── Task data
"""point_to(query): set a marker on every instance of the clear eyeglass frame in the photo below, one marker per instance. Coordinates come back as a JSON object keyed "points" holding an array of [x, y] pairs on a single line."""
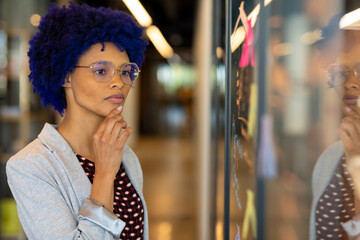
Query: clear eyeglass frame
{"points": [[104, 71], [338, 73]]}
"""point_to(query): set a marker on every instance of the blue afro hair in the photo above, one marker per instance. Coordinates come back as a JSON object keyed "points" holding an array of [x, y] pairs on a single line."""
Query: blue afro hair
{"points": [[65, 33]]}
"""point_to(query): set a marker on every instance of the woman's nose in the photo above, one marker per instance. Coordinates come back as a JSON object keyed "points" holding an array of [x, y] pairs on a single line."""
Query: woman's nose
{"points": [[116, 81], [352, 82]]}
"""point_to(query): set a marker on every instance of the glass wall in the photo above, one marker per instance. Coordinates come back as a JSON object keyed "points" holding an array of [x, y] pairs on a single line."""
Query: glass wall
{"points": [[280, 115]]}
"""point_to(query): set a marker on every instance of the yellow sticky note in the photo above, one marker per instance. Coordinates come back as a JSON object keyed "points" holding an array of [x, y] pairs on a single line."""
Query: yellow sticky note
{"points": [[250, 216], [253, 109]]}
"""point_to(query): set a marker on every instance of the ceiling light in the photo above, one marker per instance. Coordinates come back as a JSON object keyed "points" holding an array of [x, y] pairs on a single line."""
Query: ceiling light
{"points": [[139, 12], [351, 20], [159, 41], [35, 20]]}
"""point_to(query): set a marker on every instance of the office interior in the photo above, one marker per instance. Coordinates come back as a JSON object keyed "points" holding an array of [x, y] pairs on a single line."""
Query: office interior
{"points": [[229, 119]]}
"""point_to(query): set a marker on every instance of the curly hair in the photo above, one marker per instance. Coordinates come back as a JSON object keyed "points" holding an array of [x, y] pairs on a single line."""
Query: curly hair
{"points": [[65, 33]]}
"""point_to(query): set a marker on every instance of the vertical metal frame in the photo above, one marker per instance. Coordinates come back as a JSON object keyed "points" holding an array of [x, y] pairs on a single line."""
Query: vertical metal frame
{"points": [[228, 16]]}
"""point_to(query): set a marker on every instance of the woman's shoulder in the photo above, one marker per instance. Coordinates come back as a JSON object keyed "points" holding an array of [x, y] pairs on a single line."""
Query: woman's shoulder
{"points": [[326, 165], [34, 154]]}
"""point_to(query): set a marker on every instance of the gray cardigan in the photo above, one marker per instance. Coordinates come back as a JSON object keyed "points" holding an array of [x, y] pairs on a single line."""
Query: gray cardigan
{"points": [[51, 190], [322, 174]]}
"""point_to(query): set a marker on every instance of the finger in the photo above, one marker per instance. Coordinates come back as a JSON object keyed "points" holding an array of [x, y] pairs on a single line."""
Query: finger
{"points": [[113, 113], [349, 128], [352, 122], [117, 130], [124, 136]]}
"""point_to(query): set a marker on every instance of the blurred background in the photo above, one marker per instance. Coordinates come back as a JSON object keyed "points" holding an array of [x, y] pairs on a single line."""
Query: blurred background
{"points": [[227, 150]]}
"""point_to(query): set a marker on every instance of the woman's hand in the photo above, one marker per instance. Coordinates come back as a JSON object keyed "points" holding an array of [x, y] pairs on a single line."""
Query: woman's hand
{"points": [[109, 142], [349, 131]]}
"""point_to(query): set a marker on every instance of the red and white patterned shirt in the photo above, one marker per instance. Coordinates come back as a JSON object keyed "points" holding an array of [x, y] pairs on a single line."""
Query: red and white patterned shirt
{"points": [[127, 203], [336, 205]]}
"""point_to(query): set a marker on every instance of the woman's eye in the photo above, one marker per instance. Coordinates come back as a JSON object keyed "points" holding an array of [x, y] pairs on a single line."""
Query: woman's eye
{"points": [[100, 71], [125, 73]]}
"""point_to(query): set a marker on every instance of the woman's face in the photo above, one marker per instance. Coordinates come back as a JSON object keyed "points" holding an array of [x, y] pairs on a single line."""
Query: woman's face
{"points": [[350, 91], [84, 94]]}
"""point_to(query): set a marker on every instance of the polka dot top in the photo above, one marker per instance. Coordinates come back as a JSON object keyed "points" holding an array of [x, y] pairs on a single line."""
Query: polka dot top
{"points": [[336, 205], [127, 203]]}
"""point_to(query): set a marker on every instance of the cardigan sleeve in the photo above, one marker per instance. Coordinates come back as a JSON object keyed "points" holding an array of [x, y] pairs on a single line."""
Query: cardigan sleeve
{"points": [[44, 213]]}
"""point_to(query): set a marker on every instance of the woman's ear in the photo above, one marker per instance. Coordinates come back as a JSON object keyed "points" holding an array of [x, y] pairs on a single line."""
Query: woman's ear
{"points": [[67, 82]]}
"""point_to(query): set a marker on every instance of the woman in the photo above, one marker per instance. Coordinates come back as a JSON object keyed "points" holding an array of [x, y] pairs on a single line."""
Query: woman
{"points": [[80, 180], [336, 176]]}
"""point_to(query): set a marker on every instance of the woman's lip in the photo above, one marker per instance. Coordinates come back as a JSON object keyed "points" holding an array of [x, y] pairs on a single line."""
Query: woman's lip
{"points": [[350, 99], [116, 98]]}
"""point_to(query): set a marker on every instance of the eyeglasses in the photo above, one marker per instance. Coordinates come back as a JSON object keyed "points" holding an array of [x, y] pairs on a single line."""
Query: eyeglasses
{"points": [[104, 71], [338, 73]]}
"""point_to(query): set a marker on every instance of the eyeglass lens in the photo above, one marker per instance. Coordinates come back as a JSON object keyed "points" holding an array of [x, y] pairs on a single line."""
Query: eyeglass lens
{"points": [[104, 71]]}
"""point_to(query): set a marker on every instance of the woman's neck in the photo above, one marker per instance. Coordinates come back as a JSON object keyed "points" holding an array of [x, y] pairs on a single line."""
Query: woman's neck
{"points": [[78, 131]]}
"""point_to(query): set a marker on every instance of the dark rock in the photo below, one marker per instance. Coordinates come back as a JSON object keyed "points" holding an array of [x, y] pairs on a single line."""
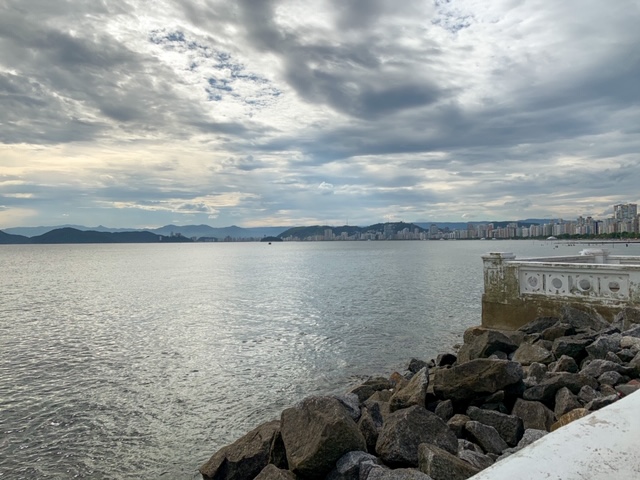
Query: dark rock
{"points": [[565, 402], [580, 319], [539, 325], [485, 436], [557, 331], [457, 423], [271, 472], [349, 465], [442, 465], [405, 429], [612, 357], [534, 415], [573, 347], [603, 345], [530, 435], [564, 364], [445, 359], [414, 393], [382, 473], [481, 343], [445, 410], [509, 427], [535, 373], [588, 393], [546, 390], [351, 402], [526, 354], [569, 417], [477, 377], [246, 457], [369, 387], [627, 318], [598, 367], [369, 428], [598, 403], [415, 365], [626, 355], [610, 378], [316, 433], [476, 459]]}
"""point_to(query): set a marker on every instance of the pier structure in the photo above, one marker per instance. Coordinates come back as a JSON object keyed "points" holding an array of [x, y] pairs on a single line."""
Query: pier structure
{"points": [[517, 291]]}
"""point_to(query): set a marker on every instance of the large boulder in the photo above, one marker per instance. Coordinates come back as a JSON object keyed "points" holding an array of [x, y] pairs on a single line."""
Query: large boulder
{"points": [[485, 436], [526, 354], [246, 457], [316, 433], [271, 472], [349, 465], [546, 390], [510, 427], [405, 429], [414, 393], [442, 465], [534, 415], [484, 376], [481, 343]]}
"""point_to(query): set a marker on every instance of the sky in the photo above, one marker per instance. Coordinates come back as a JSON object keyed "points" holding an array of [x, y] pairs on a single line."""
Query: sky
{"points": [[129, 113]]}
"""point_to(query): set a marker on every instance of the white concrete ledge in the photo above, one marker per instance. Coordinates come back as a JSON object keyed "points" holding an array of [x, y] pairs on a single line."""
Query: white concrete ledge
{"points": [[603, 445]]}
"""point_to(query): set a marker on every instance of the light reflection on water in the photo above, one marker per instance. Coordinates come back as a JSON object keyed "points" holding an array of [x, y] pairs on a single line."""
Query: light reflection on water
{"points": [[129, 361]]}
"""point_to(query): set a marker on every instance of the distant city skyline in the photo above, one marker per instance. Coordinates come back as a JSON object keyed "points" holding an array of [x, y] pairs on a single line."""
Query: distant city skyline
{"points": [[280, 113]]}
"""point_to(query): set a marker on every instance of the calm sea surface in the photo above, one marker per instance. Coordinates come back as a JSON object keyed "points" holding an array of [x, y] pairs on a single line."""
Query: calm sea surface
{"points": [[140, 361]]}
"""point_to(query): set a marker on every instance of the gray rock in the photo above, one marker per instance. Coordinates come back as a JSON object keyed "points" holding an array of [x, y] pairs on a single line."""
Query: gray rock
{"points": [[316, 433], [538, 325], [351, 402], [271, 472], [414, 393], [477, 377], [632, 343], [442, 465], [485, 436], [565, 402], [588, 393], [534, 415], [445, 410], [481, 343], [369, 428], [445, 359], [598, 403], [526, 354], [598, 367], [610, 378], [464, 444], [415, 365], [627, 318], [603, 345], [349, 465], [509, 427], [557, 331], [382, 473], [457, 423], [580, 319], [530, 436], [546, 390], [476, 459], [246, 457], [574, 347], [405, 429], [564, 364]]}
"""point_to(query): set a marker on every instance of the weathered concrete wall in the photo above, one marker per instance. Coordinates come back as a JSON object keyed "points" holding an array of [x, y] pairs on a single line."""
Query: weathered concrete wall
{"points": [[518, 291]]}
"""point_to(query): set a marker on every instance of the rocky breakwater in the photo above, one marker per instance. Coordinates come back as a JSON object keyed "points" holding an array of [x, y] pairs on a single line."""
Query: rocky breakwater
{"points": [[453, 416]]}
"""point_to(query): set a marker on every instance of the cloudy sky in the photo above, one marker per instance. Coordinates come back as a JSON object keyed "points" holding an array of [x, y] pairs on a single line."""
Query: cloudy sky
{"points": [[130, 113]]}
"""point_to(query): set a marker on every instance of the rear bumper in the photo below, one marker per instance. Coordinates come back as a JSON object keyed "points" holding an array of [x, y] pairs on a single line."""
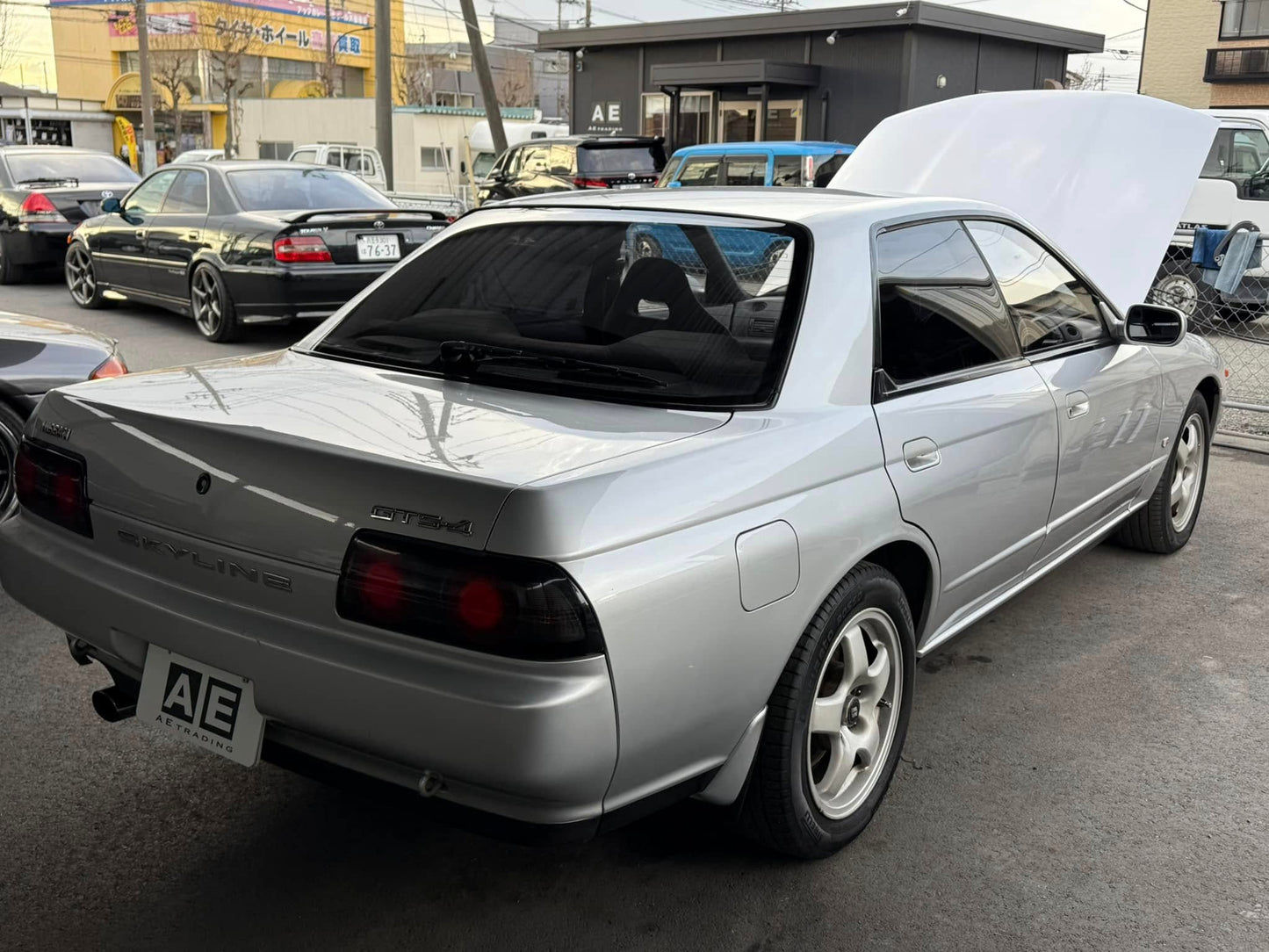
────
_Description of the task_
State how many lines of the records contain the string "frame". Give only the number.

_Answer to the task_
4